### [DATA FOR ANALYSIS]
+ + +

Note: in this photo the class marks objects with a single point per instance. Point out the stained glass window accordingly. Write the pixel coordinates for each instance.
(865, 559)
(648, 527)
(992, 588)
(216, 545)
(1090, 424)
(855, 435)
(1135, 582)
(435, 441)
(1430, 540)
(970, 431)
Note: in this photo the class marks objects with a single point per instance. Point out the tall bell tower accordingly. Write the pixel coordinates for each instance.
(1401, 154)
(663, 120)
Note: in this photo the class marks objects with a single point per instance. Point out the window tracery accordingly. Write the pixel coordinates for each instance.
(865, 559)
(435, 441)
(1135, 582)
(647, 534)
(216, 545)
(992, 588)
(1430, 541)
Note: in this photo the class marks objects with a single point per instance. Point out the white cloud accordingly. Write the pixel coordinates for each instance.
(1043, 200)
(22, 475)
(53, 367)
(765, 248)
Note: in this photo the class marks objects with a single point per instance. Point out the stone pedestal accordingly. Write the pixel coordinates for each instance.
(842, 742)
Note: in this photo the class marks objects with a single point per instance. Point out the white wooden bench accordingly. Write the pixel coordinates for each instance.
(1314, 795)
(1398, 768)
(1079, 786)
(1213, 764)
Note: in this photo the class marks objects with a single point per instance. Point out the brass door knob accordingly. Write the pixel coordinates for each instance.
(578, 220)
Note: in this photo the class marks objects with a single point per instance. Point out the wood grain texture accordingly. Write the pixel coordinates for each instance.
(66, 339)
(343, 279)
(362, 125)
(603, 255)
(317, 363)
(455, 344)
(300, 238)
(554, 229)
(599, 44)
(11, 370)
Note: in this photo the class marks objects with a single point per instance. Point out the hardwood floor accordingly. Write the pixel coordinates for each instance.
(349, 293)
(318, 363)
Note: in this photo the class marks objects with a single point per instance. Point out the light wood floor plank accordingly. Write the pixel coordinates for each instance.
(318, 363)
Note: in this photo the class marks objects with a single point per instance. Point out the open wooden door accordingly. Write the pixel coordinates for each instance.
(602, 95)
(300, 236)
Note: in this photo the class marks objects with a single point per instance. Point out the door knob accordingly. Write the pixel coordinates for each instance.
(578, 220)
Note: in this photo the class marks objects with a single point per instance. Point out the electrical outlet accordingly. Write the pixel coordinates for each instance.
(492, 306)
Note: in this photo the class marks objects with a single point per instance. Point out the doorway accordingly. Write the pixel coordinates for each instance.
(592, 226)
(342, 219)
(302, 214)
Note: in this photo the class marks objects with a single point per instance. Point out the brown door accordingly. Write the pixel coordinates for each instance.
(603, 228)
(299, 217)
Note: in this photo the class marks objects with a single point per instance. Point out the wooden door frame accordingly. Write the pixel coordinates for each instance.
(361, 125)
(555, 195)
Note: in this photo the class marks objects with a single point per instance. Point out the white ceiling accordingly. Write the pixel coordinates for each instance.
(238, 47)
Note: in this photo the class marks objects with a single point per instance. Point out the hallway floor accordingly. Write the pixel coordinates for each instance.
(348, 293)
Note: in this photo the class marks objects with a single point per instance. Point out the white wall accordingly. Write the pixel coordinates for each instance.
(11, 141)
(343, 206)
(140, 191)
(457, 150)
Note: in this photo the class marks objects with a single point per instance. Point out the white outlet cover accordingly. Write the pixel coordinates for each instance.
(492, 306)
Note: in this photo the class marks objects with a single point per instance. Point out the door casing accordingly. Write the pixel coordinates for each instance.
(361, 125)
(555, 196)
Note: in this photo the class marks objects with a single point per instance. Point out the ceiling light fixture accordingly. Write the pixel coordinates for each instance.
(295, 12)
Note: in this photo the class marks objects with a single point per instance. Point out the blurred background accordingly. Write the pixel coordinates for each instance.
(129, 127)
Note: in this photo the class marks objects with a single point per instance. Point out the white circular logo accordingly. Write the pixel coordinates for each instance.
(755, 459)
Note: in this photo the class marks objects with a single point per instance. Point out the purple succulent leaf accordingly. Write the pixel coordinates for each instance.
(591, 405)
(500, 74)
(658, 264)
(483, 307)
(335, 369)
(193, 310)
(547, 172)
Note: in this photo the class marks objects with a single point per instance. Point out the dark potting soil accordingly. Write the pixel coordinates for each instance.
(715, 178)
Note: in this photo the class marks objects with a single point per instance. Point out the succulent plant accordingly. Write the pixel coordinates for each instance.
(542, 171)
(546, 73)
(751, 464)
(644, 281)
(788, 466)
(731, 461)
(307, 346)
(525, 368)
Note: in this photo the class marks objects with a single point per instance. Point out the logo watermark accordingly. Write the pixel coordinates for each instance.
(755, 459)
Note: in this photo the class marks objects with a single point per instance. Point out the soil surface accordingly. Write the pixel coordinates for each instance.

+ + +

### [WHAT IS REQUIRED]
Going line by line, copy the data above exactly.

### [REPLY]
Note: in this photo the class marks objects with a single point per instance. Point out the stained glass window accordingly. Write the pixel coordinates for each instance.
(865, 559)
(648, 527)
(992, 588)
(216, 545)
(1090, 424)
(855, 435)
(1135, 582)
(435, 441)
(1430, 540)
(970, 431)
Note: in this photo the class marks objects with a single point per instance. Point out the tall bell tower accordingly. Write the pixel coordinates for each instance.
(1401, 154)
(663, 120)
Note: in this photo the class marks objects with a single point per instance. Point out the window tracery accordingly. Write the pixel coordinates for each instance.
(865, 559)
(435, 441)
(1135, 582)
(647, 534)
(216, 545)
(992, 588)
(1430, 541)
Note: in this photo the class marks objects with a single point per instance. Point out the white cloud accordingly. Write the pixel coordinates for each instance.
(1043, 200)
(22, 475)
(53, 367)
(765, 248)
Note: in this photo the class marks objects with a single point per instance. Point out the stone pedestal accordingly. Write the pixel coordinates for each instance.
(842, 742)
Note: in this photo the class marks objects with a single point per instance. Point out the white wooden bench accordingly. Write the pixel coordinates for each instance.
(1314, 795)
(1398, 768)
(1079, 786)
(1213, 764)
Note: in this photo the class marks objects with a single point per instance. Point out the brass door knob accordingly. Write the pixel coordinates for each instance.
(578, 220)
Note: in this photo the class marks objects with a single point per instance. Point out the wood grain texture accordingly. Write the pixel coordinates for each instance.
(66, 339)
(343, 279)
(362, 125)
(603, 255)
(317, 363)
(455, 344)
(300, 238)
(554, 229)
(599, 44)
(11, 370)
Note: in this photo the class marks objects with a single point per instance. Point out the hardwood floor accordingly. Write the pixel coordinates for each instance.
(349, 293)
(318, 363)
Note: in this photo the class marks objects with a single point per instance. Point out the light wood floor plank accordingly. Write the pixel coordinates for each instance.
(318, 363)
Note: in this photo the class marks objects with a single point per instance. Point out the open wooden door accordingly. Write the pixel coordinates for each instance.
(602, 95)
(300, 236)
Note: in this photo the class marks objects with a single point per instance. Point out the door knob accordingly. Write the pixel coordinates for each instance.
(578, 220)
Note: in this photo the class marks objects with a single point per instance. Point out the electrical outlet accordingly. Write the pixel coordinates for each instance.
(492, 306)
Note: in this photo the class marks objects with a single point per instance. Point out the doorway accordingly. Write the pixel coordinates for each instance.
(592, 226)
(342, 219)
(302, 214)
Note: in this photo the class marks objects with a single point per instance. Point out the brown door accordingly. Write the pixel coordinates for each instance.
(603, 228)
(299, 217)
Note: in this photo the class marks objects with a single point per instance. Point out the wooden door frame accordingly. Write the pixel coordinates for each instance.
(361, 125)
(555, 195)
Note: in this photo the class marks objects with a single point per instance. Point out the white ceiling accordingly. Write the pixel coordinates for each instance.
(238, 47)
Note: in this photo the class marks objects with a single point per instance. Point out the hallway floor accordingly. Write the pixel coordinates for each instance.
(348, 293)
Note: in this photo the class marks objects with a single point per instance. Point out the white wall accordingly. Write the pixel coordinates for each instance.
(11, 141)
(343, 206)
(140, 191)
(457, 150)
Note: in this photo the class marks objects with a single point per instance. Point out the white outlet cover accordingly. Write the pixel coordinates for each instance.
(492, 306)
Note: in this photo the class marks objects with a single point per instance. Point out the door casing accordingly. Write the pixel coordinates for each instance.
(361, 125)
(555, 196)
Note: in this photo the class marks objects with a single point per instance. Point out the ceiling light fixture accordingly. Write the pixel coordinates for each instance.
(295, 12)
Note: in this photo the class marks objects with a single point per instance. Point out the blurred background accordingly. Write the pixel coordinates for each instance.
(129, 127)
Note: in this photo the class marks objects with a single point per instance. Point out the white circular logo accordingly. Write the pixel coordinates for each instance.
(755, 459)
Note: in this photo the class marks objects with a single point per instance. Point out the purple succulent leaf accordingly. Write the pixel coordinates for each instance.
(591, 405)
(500, 74)
(658, 264)
(483, 307)
(335, 369)
(193, 310)
(547, 172)
Note: in this photo the class marks objects with a single point per instance. Point out the dark potting soil accordingly. Write the pixel coordinates for each instance.
(715, 178)
Note: in this photo the class marks objects with a single point per instance. Point out the succulent plant accordingly. Write the pixel coordinates for each instance.
(542, 171)
(546, 73)
(751, 464)
(644, 281)
(788, 466)
(731, 461)
(307, 346)
(525, 368)
Note: in this photo the class marks objects with a single point per instance. Point out the logo watermark accordingly. Write the pixel coordinates for each instance.
(755, 459)
Note: in this photo the class marks objects with a single point per instance. Point out the soil surface accordingly. Write the pixel coordinates for each instance.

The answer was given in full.